* What to work on:
1. Revise the passage of the India election article between "The polls showed" and "or good days.", inclusive, replacing "turnout" with "participation".
2. In two sentences, summarize the article on India's national election exit polls.

* Extract:
########

NEW DELHI — Prime Minister Narendra Modi appeared poised to win reelection in the world’s largest democracy, according to exit polls released after voting ended Sunday in India’s marathon national election.
Official results will be released Thursday. Exit polls in this nation of more than 1.3 billion people have a patchy record: Surveys have both underestimated and overestimated the strength of the winning party in the past.
But Sunday’s exit polls suggested that Modi’s Hindu nationalist Bharatiya Janata Party and its allies would win a majority of seats in the lower house of Parliament.
Over the past five years, the Modi government has instituted a handful of economic initiatives, rolled out schemes to assist poor Indians and launched a nationwide cleanliness drive. But it failed to deliver on its core promise to create jobs: The unemployment rate surged last year to a 45-year high.
The exit polls seemed to indicate that Modi’s campaign strategy had paid dividends. Seven polls suggested that the BJP and its allies would garner between 287 and 340 seats, well above the 272-seat threshold for a parliamentary majority.
Two exit polls predicted that Modi’s coalition would fall short of that mark.
The polls showed main opposition Congress party and its allies winning between 70 and 164 seats. Observers expected that opposition parties would try to cobble together a coalition of their own if Modi’s party stumbled.
Some members of the opposition parties emphasized the unreliability of exit polls and the potential for surprises when results are announced Thursday.
Sunday was the seventh and final polling day in an election with nearly 900 million eligible voters that began April 11. The battle was bruising, as election authorities repeatedly stepped in to discipline candidates for violating rules on poll rhetoric.
The overall voter turnout was 66 percent, the same as in the 2014 national poll. In that election, Modi appealed to the aspirations of voters, promising development for all and the advent of “achhe din,” or good days.
The current campaign was less about hope than fear: Modi projected himself as the only leader who could ensure the nation’s security, pointing to the airstrikes he ordered in February on an alleged militant training camp inside Pakistan.

########

* Referring expression pointing data:
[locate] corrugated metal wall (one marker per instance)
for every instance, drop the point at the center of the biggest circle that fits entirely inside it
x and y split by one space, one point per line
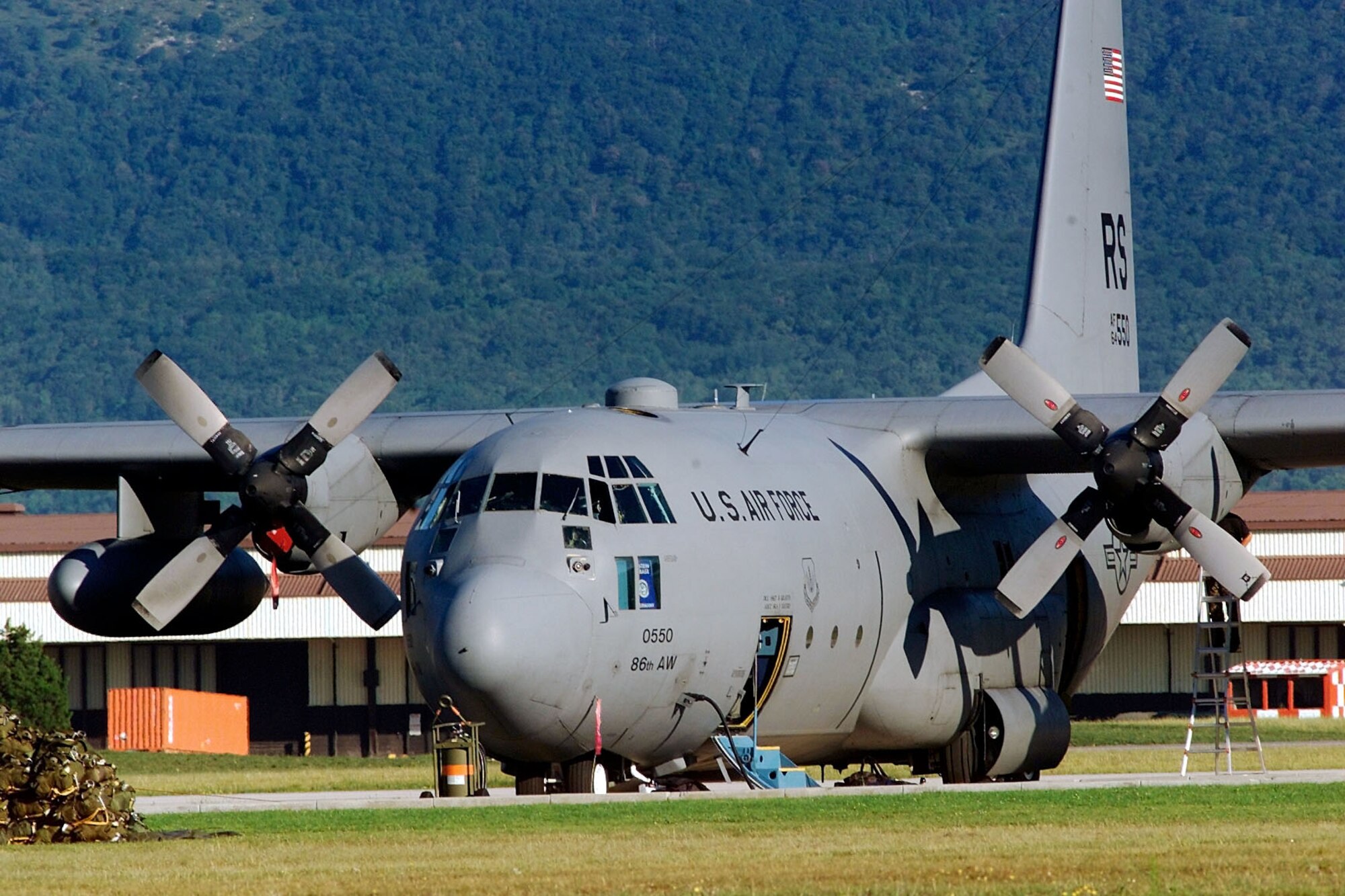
92 669
337 673
1136 661
1299 544
1289 602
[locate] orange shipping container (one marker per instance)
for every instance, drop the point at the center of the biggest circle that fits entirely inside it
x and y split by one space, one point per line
166 720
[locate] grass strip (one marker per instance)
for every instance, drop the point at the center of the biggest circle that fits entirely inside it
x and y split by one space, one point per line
1252 838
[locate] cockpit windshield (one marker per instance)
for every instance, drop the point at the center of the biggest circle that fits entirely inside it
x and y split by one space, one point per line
629 502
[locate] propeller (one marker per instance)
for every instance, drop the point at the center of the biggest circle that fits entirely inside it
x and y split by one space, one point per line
1128 470
272 489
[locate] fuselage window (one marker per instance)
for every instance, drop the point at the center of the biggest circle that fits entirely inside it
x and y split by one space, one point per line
656 502
602 501
513 491
564 494
627 503
626 583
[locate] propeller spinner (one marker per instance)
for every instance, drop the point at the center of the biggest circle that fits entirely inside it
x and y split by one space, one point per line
1128 469
272 489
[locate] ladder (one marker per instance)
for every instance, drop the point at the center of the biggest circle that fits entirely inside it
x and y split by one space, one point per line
1215 690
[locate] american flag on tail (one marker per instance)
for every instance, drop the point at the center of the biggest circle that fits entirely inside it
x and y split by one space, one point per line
1113 76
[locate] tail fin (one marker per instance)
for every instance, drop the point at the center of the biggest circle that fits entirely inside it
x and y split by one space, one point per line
1079 322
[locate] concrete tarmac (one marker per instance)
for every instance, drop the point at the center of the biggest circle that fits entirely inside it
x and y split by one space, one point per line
414 799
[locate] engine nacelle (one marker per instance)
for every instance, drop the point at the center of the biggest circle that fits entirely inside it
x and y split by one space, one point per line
93 587
1026 728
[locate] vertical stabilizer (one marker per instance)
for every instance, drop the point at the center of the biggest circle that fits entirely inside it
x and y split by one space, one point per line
1079 322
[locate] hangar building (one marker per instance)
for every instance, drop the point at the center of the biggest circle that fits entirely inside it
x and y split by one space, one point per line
317 678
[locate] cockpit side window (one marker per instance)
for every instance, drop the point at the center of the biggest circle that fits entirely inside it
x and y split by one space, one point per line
627 503
434 509
469 498
656 502
602 501
513 491
564 495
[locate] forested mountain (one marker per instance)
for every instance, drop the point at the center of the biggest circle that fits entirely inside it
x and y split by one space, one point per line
524 202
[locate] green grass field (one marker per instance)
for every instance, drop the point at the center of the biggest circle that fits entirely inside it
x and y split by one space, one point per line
1254 838
1110 749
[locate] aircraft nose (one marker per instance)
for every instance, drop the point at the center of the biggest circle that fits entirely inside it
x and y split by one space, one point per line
516 643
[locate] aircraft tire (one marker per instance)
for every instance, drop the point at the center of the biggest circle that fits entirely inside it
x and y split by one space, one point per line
578 775
960 760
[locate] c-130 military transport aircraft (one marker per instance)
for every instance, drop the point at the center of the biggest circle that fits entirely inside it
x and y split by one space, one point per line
917 580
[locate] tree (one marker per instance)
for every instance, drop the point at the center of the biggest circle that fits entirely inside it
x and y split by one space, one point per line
32 684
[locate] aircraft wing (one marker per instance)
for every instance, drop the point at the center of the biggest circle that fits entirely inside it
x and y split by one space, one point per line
962 435
414 451
993 435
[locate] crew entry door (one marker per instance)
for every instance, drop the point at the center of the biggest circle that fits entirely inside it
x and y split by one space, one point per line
773 643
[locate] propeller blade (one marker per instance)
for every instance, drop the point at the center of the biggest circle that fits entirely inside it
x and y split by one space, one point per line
182 577
1048 557
189 407
1219 553
362 589
356 399
1200 377
344 411
1038 392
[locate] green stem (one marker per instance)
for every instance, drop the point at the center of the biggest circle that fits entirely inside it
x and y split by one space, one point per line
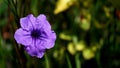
68 60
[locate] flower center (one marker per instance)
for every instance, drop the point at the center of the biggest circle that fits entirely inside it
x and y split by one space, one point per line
35 33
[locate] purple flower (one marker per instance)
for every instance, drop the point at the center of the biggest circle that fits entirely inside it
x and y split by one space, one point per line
35 35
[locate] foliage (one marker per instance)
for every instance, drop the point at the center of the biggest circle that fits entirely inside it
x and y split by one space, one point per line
88 33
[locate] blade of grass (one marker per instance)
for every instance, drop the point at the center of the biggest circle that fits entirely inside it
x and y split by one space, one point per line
77 60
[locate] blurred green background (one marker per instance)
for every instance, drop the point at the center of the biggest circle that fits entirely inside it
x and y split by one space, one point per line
88 33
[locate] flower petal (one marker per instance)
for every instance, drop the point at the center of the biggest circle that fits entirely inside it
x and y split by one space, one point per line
46 43
31 50
23 37
28 22
42 20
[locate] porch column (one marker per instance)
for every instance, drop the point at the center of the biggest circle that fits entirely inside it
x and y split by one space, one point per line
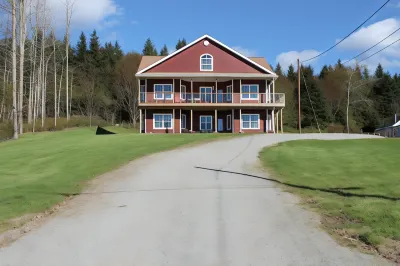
173 120
273 120
240 95
191 119
140 121
173 93
216 121
240 120
145 119
191 89
233 121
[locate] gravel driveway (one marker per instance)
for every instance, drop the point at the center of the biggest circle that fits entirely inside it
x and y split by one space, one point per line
164 210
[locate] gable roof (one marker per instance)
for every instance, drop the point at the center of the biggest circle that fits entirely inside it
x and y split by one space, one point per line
149 62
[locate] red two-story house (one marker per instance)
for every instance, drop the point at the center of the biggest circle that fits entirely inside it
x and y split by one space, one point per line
207 86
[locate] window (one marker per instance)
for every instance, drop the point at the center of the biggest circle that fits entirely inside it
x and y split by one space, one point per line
162 91
206 122
250 121
183 121
183 92
229 94
228 122
206 62
142 93
162 121
206 94
250 92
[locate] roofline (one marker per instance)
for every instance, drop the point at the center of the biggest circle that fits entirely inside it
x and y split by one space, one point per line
209 74
196 41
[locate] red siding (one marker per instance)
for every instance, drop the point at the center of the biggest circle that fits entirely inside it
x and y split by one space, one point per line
189 61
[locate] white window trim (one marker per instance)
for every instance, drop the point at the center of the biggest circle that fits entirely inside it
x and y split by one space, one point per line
205 116
229 93
163 96
250 99
229 122
154 121
250 128
183 115
212 63
183 88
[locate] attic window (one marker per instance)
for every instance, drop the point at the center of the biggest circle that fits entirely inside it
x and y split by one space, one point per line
206 62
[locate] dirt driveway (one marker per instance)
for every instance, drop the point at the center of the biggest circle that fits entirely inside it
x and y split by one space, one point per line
166 209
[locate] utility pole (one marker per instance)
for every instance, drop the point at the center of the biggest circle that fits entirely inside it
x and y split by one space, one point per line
298 94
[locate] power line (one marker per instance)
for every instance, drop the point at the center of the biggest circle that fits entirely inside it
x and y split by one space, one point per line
384 48
324 52
372 46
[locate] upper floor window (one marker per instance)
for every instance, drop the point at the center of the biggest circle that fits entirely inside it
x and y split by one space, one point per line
206 62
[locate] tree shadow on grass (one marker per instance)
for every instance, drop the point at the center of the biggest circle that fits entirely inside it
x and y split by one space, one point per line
338 190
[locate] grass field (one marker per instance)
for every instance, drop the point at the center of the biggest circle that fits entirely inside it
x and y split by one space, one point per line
357 182
38 170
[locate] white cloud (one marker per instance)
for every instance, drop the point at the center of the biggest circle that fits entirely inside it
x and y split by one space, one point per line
86 13
288 58
368 36
244 51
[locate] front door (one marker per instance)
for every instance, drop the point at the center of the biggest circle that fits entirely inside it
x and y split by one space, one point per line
220 125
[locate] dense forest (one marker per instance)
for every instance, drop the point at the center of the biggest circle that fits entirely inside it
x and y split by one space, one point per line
47 83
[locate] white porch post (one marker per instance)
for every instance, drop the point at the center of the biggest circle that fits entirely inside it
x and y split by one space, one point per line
216 121
233 120
240 95
140 121
273 120
180 120
191 119
173 120
191 89
240 120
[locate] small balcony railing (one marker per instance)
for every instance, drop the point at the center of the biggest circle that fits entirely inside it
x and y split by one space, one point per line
216 98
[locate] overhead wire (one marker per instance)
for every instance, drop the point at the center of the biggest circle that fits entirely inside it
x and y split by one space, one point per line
348 35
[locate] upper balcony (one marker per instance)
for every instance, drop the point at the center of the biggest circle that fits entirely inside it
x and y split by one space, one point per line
212 99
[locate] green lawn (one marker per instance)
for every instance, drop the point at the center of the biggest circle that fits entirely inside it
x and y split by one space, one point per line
38 170
359 179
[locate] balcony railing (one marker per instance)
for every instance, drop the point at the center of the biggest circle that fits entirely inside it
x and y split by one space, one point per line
216 98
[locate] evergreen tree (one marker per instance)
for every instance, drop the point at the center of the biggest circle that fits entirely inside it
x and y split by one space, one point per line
81 49
314 95
324 72
278 70
180 44
149 48
164 51
94 49
292 76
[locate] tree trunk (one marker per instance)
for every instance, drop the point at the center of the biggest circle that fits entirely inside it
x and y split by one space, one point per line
22 30
14 68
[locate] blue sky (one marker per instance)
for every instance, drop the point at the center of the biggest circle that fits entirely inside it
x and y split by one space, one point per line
278 30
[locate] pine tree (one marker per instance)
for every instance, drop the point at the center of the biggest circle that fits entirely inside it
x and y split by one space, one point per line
292 76
81 49
180 44
94 49
149 48
278 70
164 51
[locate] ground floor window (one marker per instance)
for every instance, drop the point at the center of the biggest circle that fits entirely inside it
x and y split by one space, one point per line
250 121
183 121
205 122
162 121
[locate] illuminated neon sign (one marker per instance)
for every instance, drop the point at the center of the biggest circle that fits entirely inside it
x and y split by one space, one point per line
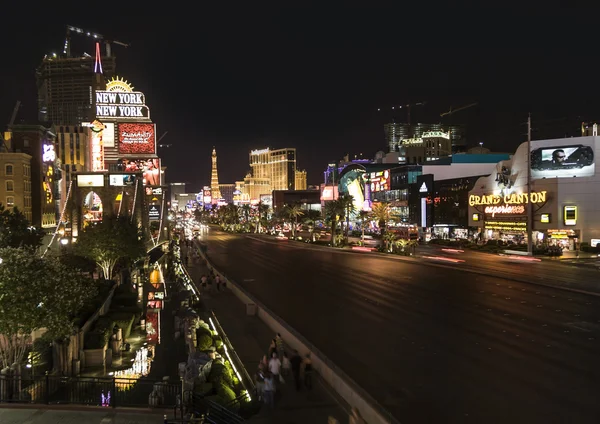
119 101
49 154
505 209
436 134
97 146
509 199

########

* Outputs in order:
1.
The polls showed main opposition Congress party and its allies winning between 70 and 164 seats. Observers expected that opposition parties would try to cobble together a coalition of their own if Modi’s party stumbled.
Some members of the opposition parties emphasized the unreliability of exit polls and the potential for surprises when results are announced Thursday.
Sunday was the seventh and final polling day in an election with nearly 900 million eligible voters that began April 11. The battle was bruising, as election authorities repeatedly stepped in to discipline candidates for violating rules on poll rhetoric.
The overall voter participation was 66 percent, the same as in the 2014 national poll. In that election, Modi appealed to the aspirations of voters, promising development for all and the advent of “achhe din,” or good days.

2. Exit polls released after voting ended Sunday suggested that Prime Minister Narendra Modi's Bharatiya Janata Party and its allies would win a majority of seats in the lower house of Parliament, with seven polls projecting 287 to 340 seats against a 272-seat threshold. Official results will be released Thursday, and some opposition members emphasized the unreliability of exit polls and the potential for surprises.